* [Task inputs]
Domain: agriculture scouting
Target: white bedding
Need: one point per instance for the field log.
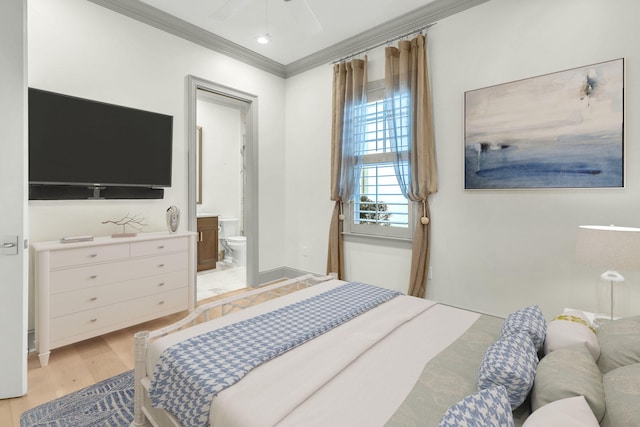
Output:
(361, 370)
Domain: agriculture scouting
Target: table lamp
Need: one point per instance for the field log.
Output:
(615, 248)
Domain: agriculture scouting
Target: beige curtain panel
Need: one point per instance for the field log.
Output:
(406, 72)
(349, 87)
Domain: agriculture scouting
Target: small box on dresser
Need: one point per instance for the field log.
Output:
(86, 289)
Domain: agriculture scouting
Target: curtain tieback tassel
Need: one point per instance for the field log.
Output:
(424, 220)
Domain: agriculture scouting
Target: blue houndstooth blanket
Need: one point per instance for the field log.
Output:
(189, 374)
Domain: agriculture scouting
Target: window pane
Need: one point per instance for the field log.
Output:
(380, 201)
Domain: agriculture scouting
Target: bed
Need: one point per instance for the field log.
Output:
(403, 361)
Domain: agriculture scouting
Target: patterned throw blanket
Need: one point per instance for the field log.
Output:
(189, 374)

* [Work instruction]
Could you output the full set of entries exactly, skipping every picture?

* [Output below]
Domain: agriculture scouting
Target: white bedding
Need: one point per instance for the field log.
Output:
(361, 370)
Domain: agriculture scouting
Target: table lamp
Need: one point per instance for the field log.
Output:
(615, 248)
Domain: agriculture scouting
Target: beige curtain panel
Need: one point per instance for the field log.
Output:
(406, 72)
(349, 87)
Domain: agriculture scouting
Target: small box on dresser
Need: one point per instance for the field log.
Output:
(86, 289)
Domain: agriculture scouting
Target: curtain tieback tassel
Need: one point per instance for the field log.
Output:
(424, 220)
Domain: agriculture scouting
Target: blue houndstooth blanket
Need: one point per instance for the field log.
Output:
(189, 374)
Domain: agriculture scouting
Target: window pane
Need: one point per instance for the field log.
Output:
(380, 201)
Domain: agriculture scouting
Target: bed
Need: one point per instance for the field log.
Output:
(403, 361)
Domain: agriculture scouting
Target: patterned throw blanket
Need: one point per instance for the field log.
Output:
(189, 374)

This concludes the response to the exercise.